- **ACTIVITY**
An exact, complete copy of the lines below is the expected answer.

- **SOURCE DATA**

———

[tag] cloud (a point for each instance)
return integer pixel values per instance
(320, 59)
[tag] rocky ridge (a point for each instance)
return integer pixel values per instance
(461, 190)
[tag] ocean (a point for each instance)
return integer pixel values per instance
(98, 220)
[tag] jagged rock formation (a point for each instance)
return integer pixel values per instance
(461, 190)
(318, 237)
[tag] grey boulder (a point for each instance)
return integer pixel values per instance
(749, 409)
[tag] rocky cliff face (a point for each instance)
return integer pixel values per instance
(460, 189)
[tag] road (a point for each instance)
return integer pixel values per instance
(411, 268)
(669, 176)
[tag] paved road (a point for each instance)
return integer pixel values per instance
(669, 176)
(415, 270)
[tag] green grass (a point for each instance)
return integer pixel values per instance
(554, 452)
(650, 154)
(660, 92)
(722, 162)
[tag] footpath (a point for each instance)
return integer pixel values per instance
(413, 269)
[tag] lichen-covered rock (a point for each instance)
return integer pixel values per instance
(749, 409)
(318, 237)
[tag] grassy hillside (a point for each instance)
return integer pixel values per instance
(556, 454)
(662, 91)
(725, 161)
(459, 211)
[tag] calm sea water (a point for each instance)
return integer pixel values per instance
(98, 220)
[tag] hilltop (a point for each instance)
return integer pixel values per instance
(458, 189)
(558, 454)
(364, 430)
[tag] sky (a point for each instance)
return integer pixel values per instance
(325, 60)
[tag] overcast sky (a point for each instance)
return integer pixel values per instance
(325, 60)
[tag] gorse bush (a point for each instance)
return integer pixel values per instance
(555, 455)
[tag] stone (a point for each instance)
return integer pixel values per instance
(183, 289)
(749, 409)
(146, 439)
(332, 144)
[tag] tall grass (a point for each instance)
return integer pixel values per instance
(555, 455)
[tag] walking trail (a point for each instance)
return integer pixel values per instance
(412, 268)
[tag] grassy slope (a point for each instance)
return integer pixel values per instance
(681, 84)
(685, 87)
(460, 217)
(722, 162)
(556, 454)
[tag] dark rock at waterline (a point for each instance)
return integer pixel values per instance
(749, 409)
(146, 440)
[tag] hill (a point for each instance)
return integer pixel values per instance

———

- **YOUR SOLUTION**
[tag] cloud (a point for each instance)
return integer pixel values per instance
(320, 59)
[tag] rocky ridge (a point for each instance)
return integer pixel values per instance
(461, 190)
[tag] ocean (a point for each instance)
return integer pixel values per instance
(98, 220)
[tag] jagged rock formation (a point for each instance)
return integer pixel values per instance
(461, 190)
(318, 237)
[tag] grey boulder (a point for each instance)
return integer pixel values per instance
(749, 409)
[tag] rocky cliff face (a point for each instance)
return integer pixel values per instance
(460, 189)
[tag] road (a point for each instance)
return integer pixel values per instance
(411, 268)
(669, 176)
[tag] paved road (a point for each instance)
return integer pixel values per instance
(669, 176)
(415, 270)
[tag] green grass (a point for each instance)
return integer pixel values per instance
(554, 452)
(650, 154)
(660, 92)
(722, 162)
[tag] footpath (a point for each instance)
return integer pixel values per instance
(413, 269)
[tag] lichen-covered rock (a point for each instance)
return integer pixel values per instance
(749, 409)
(318, 237)
[tag] grassy hillside (a point for each instance)
return integer pixel values per instance
(556, 454)
(662, 91)
(725, 161)
(459, 211)
[tag] calm sea water (a point for each instance)
return integer pixel values per instance
(98, 220)
[tag] hilltop (a point for each instance)
return integer pixel values per instance
(458, 189)
(558, 454)
(364, 430)
[tag] sky (a point for each instance)
return integer pixel values per instance
(325, 60)
[tag] overcast sky (a point for each instance)
return integer pixel values per instance
(325, 60)
[tag] gorse bush (a point for each instance)
return integer pixel values per instance
(555, 455)
[tag] stone (a point for each instance)
return integer pixel values per instance
(183, 289)
(749, 409)
(146, 439)
(332, 144)
[tag] tall grass (a point for each instance)
return integer pixel values per instance
(555, 455)
[tag] walking trail (a point for each instance)
return integer pixel values per instance
(412, 268)
[tag] grassy slope (a point for each instance)
return integer pixel values per instance
(681, 84)
(685, 87)
(460, 217)
(722, 162)
(556, 454)
[tag] dark rock at waterline (a point for each instance)
return integer pixel values per instance
(749, 409)
(146, 440)
[tag] hill (a point for each instance)
return integer pixel values per instance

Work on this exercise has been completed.